Saved entries:
=-=-=-=-=
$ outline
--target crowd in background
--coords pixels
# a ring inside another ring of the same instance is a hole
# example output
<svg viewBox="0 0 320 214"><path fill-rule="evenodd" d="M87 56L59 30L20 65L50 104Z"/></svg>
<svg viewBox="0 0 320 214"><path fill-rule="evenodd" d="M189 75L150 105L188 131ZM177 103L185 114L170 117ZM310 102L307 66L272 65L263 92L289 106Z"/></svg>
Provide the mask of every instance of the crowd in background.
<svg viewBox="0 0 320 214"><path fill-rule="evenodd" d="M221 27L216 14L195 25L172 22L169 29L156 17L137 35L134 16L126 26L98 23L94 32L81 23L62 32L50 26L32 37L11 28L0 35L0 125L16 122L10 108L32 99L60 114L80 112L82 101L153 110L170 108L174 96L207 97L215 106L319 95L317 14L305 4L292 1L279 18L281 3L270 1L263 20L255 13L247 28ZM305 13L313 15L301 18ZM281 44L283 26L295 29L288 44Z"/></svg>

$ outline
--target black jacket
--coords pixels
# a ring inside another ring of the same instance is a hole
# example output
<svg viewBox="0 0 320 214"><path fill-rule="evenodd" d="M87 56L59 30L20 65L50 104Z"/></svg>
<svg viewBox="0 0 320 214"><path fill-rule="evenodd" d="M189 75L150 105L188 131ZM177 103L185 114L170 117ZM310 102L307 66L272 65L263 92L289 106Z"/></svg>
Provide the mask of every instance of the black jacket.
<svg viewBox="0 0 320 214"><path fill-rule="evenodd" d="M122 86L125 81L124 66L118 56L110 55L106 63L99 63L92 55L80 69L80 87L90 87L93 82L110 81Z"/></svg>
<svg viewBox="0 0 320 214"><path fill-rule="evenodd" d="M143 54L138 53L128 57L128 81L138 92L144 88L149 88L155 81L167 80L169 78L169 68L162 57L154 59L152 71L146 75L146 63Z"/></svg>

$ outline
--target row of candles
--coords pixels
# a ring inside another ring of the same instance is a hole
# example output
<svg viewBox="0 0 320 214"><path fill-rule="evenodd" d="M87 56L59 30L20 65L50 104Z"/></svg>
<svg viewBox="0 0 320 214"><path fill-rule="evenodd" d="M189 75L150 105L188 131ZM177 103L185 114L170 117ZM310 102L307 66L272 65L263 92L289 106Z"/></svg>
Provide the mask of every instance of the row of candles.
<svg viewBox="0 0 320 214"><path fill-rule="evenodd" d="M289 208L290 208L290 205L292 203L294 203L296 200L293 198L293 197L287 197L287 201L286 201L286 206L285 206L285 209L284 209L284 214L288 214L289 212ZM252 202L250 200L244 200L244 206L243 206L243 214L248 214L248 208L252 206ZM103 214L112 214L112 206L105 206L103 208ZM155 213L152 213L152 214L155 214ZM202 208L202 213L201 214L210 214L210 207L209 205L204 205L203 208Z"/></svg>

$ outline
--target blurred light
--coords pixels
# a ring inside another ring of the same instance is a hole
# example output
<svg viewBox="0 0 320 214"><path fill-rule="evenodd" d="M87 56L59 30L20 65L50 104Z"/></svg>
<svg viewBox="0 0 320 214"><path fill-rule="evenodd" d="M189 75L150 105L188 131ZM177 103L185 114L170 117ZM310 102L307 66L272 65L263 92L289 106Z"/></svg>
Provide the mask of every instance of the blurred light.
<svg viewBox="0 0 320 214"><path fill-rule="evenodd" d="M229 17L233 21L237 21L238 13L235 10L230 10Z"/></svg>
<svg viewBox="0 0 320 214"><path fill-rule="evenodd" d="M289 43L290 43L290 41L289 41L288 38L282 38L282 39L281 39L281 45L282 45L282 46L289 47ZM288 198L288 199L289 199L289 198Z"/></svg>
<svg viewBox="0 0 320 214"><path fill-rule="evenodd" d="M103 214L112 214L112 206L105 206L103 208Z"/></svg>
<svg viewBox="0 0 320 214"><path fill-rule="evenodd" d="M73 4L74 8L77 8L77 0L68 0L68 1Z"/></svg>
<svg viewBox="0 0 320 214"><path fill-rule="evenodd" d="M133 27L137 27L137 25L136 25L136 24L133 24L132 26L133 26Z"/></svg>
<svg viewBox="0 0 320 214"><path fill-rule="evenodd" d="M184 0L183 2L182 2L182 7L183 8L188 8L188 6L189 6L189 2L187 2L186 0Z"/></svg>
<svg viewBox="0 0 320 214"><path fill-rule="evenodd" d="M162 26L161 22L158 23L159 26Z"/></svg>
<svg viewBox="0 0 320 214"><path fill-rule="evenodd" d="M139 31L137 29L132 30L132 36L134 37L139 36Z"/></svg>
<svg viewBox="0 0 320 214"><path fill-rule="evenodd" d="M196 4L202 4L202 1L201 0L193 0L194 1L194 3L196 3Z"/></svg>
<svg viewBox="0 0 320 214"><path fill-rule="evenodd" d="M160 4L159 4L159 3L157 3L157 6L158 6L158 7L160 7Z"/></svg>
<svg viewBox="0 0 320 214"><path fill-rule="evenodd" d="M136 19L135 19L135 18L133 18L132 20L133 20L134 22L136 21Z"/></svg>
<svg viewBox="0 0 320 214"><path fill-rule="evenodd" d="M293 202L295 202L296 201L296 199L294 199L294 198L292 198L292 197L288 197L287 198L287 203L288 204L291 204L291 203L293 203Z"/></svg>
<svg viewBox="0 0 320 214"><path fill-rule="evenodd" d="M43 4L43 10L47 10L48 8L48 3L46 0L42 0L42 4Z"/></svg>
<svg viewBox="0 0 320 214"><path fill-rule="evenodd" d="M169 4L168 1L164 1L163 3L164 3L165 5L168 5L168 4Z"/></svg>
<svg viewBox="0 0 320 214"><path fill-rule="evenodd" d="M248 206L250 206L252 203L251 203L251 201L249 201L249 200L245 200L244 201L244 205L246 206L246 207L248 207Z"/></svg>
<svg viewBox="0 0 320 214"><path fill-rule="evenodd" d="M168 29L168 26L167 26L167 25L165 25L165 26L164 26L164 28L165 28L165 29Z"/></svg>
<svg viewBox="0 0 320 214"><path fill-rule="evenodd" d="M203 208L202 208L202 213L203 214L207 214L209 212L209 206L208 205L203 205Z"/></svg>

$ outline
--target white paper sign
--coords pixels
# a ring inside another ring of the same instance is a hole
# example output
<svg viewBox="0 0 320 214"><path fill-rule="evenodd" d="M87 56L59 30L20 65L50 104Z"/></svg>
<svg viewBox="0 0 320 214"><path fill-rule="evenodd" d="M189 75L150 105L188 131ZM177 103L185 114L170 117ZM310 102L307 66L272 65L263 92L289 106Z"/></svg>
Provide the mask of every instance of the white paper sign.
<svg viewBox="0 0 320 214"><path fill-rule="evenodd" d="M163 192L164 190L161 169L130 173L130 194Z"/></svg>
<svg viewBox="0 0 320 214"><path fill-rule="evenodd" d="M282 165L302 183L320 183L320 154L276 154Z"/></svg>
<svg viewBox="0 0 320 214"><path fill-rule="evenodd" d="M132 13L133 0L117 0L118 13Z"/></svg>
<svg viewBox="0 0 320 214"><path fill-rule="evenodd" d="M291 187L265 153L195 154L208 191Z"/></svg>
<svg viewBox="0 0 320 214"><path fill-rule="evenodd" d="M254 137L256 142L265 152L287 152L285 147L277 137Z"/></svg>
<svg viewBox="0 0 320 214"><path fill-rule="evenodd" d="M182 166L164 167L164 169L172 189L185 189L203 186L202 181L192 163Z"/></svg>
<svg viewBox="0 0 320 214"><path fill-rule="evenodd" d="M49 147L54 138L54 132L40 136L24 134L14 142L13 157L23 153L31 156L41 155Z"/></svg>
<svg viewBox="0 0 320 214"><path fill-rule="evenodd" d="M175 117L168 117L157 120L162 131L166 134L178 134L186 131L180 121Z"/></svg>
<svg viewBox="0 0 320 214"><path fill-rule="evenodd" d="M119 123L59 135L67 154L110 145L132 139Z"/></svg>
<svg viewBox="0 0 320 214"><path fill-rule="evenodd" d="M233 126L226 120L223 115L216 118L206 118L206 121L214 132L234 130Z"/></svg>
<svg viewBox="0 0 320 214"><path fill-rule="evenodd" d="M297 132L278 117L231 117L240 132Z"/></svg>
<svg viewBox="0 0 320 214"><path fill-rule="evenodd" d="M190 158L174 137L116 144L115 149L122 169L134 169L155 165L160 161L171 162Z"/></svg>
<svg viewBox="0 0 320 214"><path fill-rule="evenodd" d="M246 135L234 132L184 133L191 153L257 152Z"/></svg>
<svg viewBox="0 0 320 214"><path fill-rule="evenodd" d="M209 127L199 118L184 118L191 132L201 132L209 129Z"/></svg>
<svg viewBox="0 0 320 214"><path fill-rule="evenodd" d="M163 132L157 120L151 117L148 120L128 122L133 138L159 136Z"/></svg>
=-=-=-=-=
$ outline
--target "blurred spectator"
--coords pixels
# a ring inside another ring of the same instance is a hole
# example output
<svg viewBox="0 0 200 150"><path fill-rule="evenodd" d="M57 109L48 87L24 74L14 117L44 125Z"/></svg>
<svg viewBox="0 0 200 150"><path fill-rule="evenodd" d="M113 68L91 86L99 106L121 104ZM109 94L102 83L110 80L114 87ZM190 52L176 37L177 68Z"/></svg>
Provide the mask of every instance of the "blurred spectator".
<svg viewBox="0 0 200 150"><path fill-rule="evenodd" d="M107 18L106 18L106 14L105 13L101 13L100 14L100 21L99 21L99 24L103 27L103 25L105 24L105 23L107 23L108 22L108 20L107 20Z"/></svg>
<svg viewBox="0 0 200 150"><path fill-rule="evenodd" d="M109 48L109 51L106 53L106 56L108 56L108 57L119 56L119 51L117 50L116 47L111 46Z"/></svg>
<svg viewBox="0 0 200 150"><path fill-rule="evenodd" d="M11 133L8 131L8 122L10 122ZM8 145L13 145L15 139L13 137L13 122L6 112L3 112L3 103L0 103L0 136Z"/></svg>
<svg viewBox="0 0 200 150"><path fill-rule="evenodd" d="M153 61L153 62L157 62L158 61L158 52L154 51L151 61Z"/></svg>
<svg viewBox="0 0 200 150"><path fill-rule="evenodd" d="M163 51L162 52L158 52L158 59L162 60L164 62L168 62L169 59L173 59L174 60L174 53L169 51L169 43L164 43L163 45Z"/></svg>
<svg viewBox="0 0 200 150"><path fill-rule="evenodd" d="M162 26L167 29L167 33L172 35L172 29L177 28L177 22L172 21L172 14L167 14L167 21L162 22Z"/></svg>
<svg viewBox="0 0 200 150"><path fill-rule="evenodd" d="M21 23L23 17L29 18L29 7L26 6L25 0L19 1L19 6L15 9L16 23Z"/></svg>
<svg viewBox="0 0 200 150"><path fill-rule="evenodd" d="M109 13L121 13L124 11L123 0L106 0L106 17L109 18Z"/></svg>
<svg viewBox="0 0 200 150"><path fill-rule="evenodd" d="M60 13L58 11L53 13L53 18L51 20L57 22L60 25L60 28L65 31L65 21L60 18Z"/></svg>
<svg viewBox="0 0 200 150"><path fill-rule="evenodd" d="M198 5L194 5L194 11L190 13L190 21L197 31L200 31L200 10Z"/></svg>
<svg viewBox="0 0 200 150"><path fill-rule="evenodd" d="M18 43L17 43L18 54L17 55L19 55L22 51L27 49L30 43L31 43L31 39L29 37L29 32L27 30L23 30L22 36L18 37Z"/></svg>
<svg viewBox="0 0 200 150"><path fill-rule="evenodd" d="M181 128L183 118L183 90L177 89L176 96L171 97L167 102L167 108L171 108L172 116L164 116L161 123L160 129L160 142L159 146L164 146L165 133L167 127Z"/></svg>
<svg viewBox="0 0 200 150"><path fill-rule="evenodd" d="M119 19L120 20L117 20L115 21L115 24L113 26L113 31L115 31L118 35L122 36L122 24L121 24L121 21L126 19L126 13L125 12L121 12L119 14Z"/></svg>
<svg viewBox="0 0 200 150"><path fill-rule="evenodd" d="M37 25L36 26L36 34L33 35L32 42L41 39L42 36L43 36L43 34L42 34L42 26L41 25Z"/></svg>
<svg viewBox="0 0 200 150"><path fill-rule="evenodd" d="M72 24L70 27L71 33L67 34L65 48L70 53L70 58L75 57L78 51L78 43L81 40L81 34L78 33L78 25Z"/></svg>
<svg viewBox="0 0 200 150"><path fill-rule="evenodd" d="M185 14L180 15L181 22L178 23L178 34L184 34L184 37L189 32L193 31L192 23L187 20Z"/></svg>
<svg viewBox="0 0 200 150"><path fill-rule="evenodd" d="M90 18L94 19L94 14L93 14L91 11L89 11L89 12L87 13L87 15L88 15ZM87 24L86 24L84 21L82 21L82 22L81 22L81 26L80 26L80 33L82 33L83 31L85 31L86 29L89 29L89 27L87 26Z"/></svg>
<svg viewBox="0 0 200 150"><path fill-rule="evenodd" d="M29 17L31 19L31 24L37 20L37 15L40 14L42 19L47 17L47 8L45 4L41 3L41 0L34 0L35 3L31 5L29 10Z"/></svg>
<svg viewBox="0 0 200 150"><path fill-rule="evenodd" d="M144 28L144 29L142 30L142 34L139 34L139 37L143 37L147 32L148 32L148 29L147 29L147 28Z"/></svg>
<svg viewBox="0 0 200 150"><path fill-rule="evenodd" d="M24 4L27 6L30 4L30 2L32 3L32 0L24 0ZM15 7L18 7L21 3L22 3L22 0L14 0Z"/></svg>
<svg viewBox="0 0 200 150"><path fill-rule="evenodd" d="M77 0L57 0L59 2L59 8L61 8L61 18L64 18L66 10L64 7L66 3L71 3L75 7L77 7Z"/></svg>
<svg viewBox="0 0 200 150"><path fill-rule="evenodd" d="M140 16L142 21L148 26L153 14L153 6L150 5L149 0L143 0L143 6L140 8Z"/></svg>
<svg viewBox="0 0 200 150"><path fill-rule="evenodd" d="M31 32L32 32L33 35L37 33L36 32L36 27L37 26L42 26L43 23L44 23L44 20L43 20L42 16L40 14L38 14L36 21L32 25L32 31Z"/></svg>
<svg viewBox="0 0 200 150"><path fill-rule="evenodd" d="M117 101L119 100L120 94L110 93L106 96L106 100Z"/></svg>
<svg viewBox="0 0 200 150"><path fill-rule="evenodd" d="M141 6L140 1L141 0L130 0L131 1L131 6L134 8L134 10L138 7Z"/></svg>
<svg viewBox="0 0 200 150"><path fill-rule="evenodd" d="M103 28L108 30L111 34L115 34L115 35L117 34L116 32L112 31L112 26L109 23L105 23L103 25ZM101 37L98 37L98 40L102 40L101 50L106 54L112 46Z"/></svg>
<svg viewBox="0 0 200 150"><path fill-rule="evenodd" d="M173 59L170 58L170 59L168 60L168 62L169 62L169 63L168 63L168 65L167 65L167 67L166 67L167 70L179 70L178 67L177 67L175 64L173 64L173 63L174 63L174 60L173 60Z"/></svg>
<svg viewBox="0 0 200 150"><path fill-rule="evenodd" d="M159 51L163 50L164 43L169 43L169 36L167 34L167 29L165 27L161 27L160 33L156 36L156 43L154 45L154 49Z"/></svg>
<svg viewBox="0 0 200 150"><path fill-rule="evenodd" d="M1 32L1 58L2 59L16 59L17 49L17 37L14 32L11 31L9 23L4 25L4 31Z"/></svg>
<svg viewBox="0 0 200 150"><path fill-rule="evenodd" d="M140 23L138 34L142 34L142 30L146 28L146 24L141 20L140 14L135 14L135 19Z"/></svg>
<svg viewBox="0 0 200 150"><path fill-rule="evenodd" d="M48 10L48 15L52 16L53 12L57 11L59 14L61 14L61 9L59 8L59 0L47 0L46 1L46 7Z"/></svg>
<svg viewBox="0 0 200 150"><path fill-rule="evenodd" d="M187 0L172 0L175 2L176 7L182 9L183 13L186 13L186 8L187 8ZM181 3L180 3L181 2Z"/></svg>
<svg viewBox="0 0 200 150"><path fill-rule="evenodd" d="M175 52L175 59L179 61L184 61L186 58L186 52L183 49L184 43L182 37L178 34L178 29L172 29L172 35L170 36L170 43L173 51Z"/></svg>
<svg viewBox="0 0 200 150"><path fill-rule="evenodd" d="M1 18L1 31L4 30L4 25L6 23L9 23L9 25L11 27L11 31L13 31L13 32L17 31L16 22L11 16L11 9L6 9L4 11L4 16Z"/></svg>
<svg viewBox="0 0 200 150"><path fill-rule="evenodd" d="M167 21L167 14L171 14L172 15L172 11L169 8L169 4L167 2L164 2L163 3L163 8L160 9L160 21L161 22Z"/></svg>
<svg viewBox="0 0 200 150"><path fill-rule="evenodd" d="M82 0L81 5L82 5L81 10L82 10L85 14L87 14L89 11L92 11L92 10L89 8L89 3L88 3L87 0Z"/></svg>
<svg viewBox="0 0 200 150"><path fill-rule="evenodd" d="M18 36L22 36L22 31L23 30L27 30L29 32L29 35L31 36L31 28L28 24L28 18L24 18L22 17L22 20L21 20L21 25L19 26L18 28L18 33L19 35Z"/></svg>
=-=-=-=-=
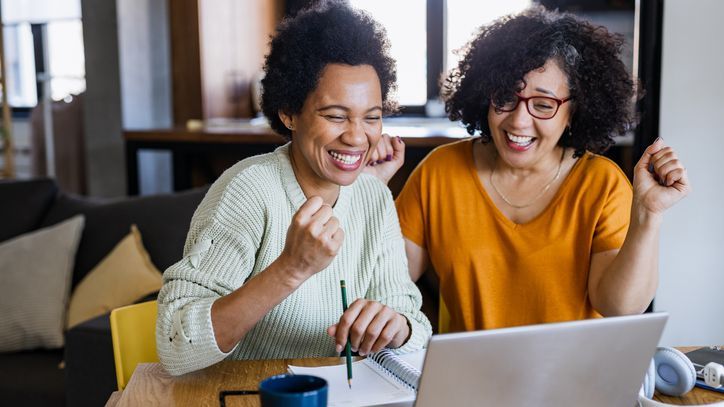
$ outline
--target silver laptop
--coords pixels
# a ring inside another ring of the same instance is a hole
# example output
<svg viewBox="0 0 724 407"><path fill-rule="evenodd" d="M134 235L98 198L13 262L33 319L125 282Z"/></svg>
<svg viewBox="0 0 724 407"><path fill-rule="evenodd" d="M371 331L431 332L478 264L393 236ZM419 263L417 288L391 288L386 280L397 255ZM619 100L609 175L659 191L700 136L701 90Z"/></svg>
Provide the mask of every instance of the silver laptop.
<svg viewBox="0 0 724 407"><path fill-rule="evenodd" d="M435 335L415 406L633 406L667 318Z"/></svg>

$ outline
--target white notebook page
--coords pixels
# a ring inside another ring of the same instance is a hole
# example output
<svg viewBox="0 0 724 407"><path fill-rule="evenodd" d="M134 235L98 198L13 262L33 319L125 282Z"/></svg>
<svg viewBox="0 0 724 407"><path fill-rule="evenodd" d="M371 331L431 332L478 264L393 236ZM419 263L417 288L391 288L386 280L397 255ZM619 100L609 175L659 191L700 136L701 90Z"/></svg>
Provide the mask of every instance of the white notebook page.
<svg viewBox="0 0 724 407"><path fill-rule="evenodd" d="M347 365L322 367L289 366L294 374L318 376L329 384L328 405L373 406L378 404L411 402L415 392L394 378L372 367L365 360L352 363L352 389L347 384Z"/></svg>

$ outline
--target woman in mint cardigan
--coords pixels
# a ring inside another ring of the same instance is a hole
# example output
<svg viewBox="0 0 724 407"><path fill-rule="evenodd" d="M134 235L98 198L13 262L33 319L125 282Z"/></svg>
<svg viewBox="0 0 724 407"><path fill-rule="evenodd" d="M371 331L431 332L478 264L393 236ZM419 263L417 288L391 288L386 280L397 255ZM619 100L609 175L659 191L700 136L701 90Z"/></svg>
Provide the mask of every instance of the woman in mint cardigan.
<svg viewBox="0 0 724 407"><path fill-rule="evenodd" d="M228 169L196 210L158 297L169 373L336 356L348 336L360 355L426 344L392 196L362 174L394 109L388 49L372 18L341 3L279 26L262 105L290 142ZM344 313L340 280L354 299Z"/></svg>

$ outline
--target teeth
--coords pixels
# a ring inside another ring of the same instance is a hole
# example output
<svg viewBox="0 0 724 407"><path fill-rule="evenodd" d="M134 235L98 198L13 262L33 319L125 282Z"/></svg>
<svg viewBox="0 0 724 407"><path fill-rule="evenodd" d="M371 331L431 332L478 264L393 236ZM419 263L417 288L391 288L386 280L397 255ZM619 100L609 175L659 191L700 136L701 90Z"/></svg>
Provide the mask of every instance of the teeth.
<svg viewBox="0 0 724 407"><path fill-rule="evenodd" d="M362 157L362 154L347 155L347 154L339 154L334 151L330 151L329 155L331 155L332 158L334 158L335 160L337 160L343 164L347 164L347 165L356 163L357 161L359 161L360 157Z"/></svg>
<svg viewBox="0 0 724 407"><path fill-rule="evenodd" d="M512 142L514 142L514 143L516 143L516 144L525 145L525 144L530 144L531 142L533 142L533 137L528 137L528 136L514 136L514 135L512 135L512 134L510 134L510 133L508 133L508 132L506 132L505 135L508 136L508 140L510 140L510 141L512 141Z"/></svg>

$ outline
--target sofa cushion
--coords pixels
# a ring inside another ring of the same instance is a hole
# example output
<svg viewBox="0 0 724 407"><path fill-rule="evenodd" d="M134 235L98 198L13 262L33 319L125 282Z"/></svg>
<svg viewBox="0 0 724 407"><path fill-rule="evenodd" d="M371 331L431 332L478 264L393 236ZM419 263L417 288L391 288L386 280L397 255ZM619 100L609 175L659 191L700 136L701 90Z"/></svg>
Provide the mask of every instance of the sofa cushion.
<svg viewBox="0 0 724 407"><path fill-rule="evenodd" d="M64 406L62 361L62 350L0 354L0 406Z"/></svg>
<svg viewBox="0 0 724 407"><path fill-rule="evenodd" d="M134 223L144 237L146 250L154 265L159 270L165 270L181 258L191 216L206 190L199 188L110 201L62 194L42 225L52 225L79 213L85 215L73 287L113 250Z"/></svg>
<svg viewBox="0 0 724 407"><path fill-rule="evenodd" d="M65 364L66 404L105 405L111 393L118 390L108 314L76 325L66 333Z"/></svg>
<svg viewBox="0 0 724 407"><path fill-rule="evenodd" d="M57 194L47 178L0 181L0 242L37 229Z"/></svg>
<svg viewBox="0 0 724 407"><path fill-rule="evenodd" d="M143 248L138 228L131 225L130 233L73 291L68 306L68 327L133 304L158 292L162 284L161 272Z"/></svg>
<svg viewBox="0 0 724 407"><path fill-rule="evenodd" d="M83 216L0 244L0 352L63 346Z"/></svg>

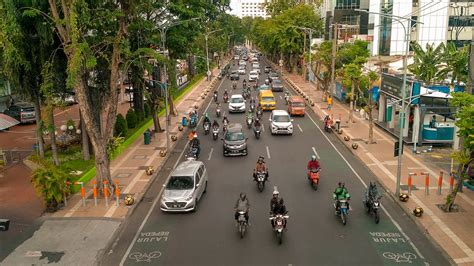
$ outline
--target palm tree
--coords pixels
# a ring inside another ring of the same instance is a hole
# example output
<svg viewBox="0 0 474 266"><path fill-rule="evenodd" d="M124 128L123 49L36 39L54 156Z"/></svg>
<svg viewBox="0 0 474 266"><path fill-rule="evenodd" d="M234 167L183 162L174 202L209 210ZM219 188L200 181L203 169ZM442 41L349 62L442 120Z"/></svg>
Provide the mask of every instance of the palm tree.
=-=-=-=-=
Required work: Only a number should be given in reply: how many lines in the entries above hold "tree".

Problem solution: 2